### Task details
An exact transcription of all the data is required, with every image removed.

(Data for analysis)

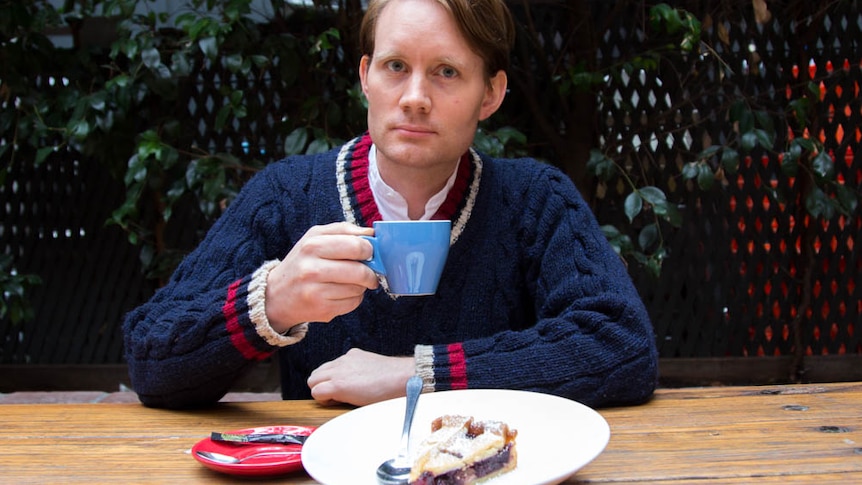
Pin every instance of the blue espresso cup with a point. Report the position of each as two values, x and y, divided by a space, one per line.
410 255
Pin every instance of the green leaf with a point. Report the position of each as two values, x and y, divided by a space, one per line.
847 199
823 166
633 205
673 215
209 47
233 62
151 58
653 195
748 141
764 138
705 177
600 165
730 160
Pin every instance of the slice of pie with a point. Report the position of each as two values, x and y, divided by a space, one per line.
462 451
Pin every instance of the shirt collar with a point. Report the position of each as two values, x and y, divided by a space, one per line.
391 205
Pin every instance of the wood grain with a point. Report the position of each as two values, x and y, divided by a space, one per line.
771 434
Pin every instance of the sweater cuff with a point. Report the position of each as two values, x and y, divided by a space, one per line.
257 311
424 356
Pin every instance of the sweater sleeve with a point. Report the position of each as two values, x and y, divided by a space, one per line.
592 340
206 327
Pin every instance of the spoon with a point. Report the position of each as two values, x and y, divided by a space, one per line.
396 471
232 460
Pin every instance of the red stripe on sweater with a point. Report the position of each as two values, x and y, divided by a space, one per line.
457 366
457 192
237 337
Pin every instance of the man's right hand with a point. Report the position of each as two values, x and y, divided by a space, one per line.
321 277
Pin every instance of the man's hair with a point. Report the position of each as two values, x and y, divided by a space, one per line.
486 24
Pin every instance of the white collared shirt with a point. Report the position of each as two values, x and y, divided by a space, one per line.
391 205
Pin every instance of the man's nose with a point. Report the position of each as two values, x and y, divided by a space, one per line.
416 95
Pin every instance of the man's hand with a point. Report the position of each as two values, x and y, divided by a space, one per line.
321 277
359 377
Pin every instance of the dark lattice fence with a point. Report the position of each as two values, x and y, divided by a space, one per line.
739 266
736 276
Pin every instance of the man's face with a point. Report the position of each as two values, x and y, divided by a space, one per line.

(End Data for analysis)

### Solution to the exercise
Pin every instance of the blue espresso cup with a point. Report the position of each as two values, x and y, divided by a space, one per line.
410 255
Pin every instance of the green leaf with a point. Report the position of each as two values, x and y, divided by a space, one per line.
847 199
823 166
633 205
673 215
209 47
233 62
151 58
653 195
748 141
764 138
705 177
600 165
730 160
Pin every instance of the slice of pie with a point. Report the position of each as two values, x and y, divided by a space, one per line.
462 451
Pin every instance of the shirt collar with a point. Report the position of each as two values, x and y, divided by a space, one per line.
391 205
Pin every instance of the wood grain with a point. Report the position of each as two values, x and y, divided by a space, one per line.
771 434
Pin every instance of the sweater cuff with a point. Report the position of each as two values, x and y, divided by a space, one per line.
257 311
424 356
Pin every instance of the sweater sleeve with a point. Report the position of each as two values, x and y, divided by a space, one per line.
592 340
206 327
Pin every instance of the spoon with a point. Report the position of each as two values, x and y, divided by a space, one per line.
396 471
232 460
Pin every instance of the red stripe on sweater with a point. Report the position of each as two values, x and y, divided by a space, one per line.
457 366
457 192
237 337
Pin every instance of the man's right hand with a point. Report the position of each as two values, x and y, divided by a space, one per line.
321 277
Pin every instance of the man's hair with a point. Report the position of each as two values, x and y, divided by a space, one per line.
486 24
Pin every instance of the white collared shirt with a point. Report the position of each as two values, x and y, divided by a space, one per line.
391 205
Pin every instance of the man's nose with a point. Report the position of each as two values, x and y, divided by a space, one per line.
416 95
Pin every instance of the man's hand with a point. Report the position of each as two values, x and y, divided by a space, one per line.
321 277
359 377
Pin every instance of the dark lattice fence with a point. Report the position of each as two values, x and y, divided by a space, one per line.
739 266
736 276
Pin every instance of the man's face with a point. Report the position of each as two values, x and y, divided by a space, one per line.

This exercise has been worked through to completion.